### 課題 1
障害者専用の風俗店を扱った本文と次の(a)〜(c)が合っているかどうかを、それぞれ「はい」か「いいえ」で答えよ。各答えには、判断の決め手となる本文の語句を正確に引用して添えること。
(a) タカハシマサルさんは、施設で20年近く暮らした後に一人暮らしを始めた。
(b) 予約した日、客は自分で車いすを押してホテルまで行く。
(c) 帰りは女性が客を車で家まで送る。
### 課題 2
障害者専用の風俗店を扱った本文のうち、「熊本市のアパートに一人で暮ら」から「(28)。「こげん体だけん」」までの部分を一字一句たがえずに書き写せ。

### 本文
+++
熊本市のアパートに一人で暮らす40代のタカハシマサルさんには月2回、特別な日がある。なじみの風俗嬢を自宅に呼ぶ日だ。
その日はヘルパーに手伝ってもらって風呂に入る。重度の脳性まひで手足がほとんど動かないからだ。
施設で20年近く生活した後、一人暮らしを始めた。「食事や入浴は必要だから介護を受けられる。性は生死に直接関係ない。
でも障害者にだって意思も欲もある」。人間としてありのままに生きたいと思った。
熊本市には障害者専用の風俗店がある。客が申し込むと、まず男性従業員が自宅に来て、障害の程度や体のどの部分を
押さえてはいけないかを聞き、「カルテ」の人体図に書き込む。予約した日は車いすで乗れるリフト車で迎えに来てくれる。
ヘルパーも同伴して出かける。
ホテルに着くと、ほどなく女性が部屋に来る。その一人、すらりとした美人のセリナさん(28)。「こげん体だけん」
と気にする客もいるが、セリナさんは笑顔で接する。好きな歌やお笑いの話もし、着替えを手伝う。帰りは従業員が客を車で家まで送る。
+++
(位置ラベル付けの記録)
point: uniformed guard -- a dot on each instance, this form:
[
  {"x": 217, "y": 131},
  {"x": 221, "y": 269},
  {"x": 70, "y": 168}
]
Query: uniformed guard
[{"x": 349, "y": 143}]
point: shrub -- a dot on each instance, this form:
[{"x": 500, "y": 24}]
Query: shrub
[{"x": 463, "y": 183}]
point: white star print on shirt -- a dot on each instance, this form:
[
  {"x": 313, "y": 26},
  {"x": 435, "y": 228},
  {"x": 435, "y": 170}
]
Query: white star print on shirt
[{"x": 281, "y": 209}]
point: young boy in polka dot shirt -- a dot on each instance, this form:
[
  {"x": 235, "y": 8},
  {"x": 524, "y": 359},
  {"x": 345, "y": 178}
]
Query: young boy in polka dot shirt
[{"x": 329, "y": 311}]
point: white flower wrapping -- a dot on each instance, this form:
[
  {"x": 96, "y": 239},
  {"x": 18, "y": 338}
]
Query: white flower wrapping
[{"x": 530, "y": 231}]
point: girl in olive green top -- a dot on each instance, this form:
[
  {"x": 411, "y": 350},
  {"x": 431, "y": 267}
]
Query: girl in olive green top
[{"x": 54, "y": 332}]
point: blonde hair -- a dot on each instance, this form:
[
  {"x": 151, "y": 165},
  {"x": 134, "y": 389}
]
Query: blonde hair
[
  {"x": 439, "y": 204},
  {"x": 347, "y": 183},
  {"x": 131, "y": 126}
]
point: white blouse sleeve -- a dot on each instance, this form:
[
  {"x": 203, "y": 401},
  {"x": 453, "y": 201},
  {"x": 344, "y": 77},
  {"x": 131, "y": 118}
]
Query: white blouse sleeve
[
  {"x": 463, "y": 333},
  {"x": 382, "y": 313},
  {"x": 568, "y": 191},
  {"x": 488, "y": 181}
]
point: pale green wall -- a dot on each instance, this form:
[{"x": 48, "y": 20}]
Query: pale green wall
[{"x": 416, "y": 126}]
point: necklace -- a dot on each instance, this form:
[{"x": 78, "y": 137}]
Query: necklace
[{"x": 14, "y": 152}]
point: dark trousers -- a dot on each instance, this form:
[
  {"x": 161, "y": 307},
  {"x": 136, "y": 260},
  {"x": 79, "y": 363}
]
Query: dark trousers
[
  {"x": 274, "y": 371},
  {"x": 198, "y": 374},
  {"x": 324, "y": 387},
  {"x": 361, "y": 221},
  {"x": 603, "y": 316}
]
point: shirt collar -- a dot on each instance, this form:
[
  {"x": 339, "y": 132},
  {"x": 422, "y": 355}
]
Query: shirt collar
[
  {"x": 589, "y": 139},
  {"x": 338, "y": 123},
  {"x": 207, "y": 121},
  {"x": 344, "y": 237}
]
+++
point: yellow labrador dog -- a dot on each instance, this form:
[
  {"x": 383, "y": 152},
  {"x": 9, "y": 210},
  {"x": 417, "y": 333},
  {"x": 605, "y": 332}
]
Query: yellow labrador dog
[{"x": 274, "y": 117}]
+++
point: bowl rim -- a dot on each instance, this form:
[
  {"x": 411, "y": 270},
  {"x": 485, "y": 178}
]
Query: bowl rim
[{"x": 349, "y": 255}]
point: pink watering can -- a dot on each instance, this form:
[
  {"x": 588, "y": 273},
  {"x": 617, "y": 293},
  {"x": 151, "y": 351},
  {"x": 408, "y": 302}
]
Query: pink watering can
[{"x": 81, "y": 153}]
+++
### 解答 1
(a) はい。「施設で20年近く生活した後、一人暮らしを始めた。」
(b) いいえ。「予約した日は車いすで乗れるリフト車で迎えに来てくれる。」
(c) いいえ。「帰りは従業員が客を車で家まで送る。」

### 解答 2
熊本市のアパートに一人で暮らす40代のタカハシマサルさんには月2回、特別な日がある。なじみの風俗嬢を自宅に呼ぶ日だ。
その日はヘルパーに手伝ってもらって風呂に入る。重度の脳性まひで手足がほとんど動かないからだ。
施設で20年近く生活した後、一人暮らしを始めた。「食事や入浴は必要だから介護を受けられる。性は生死に直接関係ない。
でも障害者にだって意思も欲もある」。人間としてありのままに生きたいと思った。
熊本市には障害者専用の風俗店がある。客が申し込むと、まず男性従業員が自宅に来て、障害の程度や体のどの部分を
押さえてはいけないかを聞き、「カルテ」の人体図に書き込む。予約した日は車いすで乗れるリフト車で迎えに来てくれる。
ヘルパーも同伴して出かける。
ホテルに着くと、ほどなく女性が部屋に来る。その一人、すらりとした美人のセリナさん(28)。「こげん体だけん」